- YOUR TASK -
Which lines in the material below contain the string "twig", with case counting? Copy out each of those lines.

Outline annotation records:
>>

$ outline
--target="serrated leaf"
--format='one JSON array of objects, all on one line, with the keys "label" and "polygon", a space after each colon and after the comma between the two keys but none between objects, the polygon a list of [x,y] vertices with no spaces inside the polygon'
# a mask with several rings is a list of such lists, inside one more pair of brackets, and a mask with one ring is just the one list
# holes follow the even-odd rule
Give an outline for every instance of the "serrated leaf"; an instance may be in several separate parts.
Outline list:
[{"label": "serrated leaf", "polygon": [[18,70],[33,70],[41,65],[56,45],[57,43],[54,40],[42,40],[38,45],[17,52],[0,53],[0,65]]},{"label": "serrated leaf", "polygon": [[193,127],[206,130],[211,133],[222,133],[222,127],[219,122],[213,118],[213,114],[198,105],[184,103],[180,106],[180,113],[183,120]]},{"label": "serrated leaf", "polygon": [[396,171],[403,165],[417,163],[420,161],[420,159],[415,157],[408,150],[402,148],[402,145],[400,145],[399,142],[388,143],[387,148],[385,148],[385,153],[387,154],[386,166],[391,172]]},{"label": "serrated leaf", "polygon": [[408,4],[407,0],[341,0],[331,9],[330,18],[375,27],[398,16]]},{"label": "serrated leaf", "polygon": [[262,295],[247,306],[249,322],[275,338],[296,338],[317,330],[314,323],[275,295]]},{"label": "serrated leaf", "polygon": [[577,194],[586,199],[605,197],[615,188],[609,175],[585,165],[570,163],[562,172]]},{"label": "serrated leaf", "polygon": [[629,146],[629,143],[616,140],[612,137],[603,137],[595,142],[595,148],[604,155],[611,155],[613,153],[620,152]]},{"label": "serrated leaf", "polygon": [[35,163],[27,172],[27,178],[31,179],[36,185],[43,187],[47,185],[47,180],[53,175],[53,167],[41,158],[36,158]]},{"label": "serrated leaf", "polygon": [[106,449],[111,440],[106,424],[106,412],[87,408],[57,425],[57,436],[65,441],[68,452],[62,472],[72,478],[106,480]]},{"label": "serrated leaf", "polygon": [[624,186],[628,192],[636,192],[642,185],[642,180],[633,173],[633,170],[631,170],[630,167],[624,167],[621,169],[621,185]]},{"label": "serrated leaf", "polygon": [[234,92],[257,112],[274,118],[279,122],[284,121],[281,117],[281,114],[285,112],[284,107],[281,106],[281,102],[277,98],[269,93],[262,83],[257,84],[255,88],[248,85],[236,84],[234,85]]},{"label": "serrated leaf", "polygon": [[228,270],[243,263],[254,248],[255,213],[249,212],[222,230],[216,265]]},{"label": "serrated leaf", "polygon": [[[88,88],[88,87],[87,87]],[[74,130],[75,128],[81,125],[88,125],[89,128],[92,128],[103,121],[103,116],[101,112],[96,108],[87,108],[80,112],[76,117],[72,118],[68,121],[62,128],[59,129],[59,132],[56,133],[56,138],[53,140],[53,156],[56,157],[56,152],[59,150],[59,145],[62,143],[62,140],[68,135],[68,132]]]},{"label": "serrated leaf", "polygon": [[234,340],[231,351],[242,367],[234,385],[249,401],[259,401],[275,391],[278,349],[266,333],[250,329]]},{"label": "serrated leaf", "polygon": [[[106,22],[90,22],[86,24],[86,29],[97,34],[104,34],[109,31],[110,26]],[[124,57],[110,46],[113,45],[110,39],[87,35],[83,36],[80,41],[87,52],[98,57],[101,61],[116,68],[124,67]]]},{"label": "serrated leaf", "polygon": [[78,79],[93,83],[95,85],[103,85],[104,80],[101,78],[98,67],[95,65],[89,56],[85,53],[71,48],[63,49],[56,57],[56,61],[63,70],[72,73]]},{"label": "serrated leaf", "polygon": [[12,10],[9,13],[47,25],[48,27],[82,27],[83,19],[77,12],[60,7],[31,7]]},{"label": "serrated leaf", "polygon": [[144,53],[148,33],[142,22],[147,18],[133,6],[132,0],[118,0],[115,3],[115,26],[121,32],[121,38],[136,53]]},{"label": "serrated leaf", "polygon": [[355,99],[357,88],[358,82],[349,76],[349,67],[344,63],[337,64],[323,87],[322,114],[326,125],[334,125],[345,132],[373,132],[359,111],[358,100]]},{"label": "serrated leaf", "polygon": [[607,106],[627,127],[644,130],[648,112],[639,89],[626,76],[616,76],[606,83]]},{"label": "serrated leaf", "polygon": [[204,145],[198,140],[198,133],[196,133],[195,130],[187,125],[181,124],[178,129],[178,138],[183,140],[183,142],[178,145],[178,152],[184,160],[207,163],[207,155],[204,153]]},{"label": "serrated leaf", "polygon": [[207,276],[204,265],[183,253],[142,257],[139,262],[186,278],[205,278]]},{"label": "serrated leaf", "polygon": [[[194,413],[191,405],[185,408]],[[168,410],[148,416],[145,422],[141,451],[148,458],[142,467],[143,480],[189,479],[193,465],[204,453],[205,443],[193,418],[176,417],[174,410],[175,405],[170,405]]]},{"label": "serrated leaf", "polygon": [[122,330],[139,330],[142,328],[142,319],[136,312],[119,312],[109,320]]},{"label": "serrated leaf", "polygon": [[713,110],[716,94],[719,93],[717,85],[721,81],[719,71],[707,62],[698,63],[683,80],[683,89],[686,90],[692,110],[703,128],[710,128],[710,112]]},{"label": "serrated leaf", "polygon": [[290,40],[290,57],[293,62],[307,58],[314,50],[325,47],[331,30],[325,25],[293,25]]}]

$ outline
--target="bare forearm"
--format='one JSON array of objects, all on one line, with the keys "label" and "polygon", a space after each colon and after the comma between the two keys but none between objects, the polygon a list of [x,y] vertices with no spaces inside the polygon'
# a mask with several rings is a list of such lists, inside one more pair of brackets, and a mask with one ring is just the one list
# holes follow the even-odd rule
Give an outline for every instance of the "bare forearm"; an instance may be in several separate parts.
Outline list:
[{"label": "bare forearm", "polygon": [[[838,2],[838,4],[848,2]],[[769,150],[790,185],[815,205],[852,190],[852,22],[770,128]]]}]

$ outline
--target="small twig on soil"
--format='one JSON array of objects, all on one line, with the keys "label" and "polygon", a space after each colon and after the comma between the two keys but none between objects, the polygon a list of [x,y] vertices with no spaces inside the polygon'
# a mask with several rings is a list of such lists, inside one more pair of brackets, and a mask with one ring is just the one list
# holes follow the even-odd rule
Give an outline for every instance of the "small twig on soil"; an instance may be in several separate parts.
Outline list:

<<

- WRITTEN RESPONSE -
--target="small twig on soil"
Give an outline for every instance of the "small twig on soil"; an instance may be in several separate parts.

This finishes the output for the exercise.